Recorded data
· · ·
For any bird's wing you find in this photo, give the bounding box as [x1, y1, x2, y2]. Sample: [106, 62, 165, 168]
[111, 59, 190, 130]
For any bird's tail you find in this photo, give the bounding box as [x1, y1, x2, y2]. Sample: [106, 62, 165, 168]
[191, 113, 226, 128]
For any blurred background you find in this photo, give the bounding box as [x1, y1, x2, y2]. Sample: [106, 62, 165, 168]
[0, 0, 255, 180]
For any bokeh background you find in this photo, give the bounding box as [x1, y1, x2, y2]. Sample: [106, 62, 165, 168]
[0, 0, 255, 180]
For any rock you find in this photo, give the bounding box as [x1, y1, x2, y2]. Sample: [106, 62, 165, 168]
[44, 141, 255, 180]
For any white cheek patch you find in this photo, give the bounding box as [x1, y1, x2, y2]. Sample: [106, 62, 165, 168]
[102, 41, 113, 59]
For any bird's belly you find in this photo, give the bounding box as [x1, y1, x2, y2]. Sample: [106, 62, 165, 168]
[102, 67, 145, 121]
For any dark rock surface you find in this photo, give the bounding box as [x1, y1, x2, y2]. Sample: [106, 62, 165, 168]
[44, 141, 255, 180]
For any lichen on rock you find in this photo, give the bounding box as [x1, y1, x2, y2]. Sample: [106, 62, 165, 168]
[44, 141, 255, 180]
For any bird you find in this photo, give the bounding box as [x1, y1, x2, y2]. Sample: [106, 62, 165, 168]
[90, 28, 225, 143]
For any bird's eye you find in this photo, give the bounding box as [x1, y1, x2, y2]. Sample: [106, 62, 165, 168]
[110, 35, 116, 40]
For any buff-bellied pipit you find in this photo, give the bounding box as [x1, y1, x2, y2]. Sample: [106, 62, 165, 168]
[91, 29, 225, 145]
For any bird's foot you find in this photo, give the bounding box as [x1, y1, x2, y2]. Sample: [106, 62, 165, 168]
· · ·
● Set problem
Update the stretch from the line containing "For any dark" through the line containing "[90, 28, 225, 143]" by writing those lines out again with "Sample" replaced by "Example". Keep everything else unchanged.

● Final result
For any dark rock surface you find in this photo, give the bounding box as [x1, y1, x2, y2]. Example: [106, 62, 165, 168]
[44, 141, 255, 180]
For any lichen on rock you find in this photo, give the bounding box as [x1, y1, x2, y2]. Example: [106, 62, 165, 168]
[44, 141, 255, 180]
For any bird you find in this photo, give the bounding box as [x1, y1, x2, y2]. Example: [106, 62, 165, 168]
[90, 28, 225, 143]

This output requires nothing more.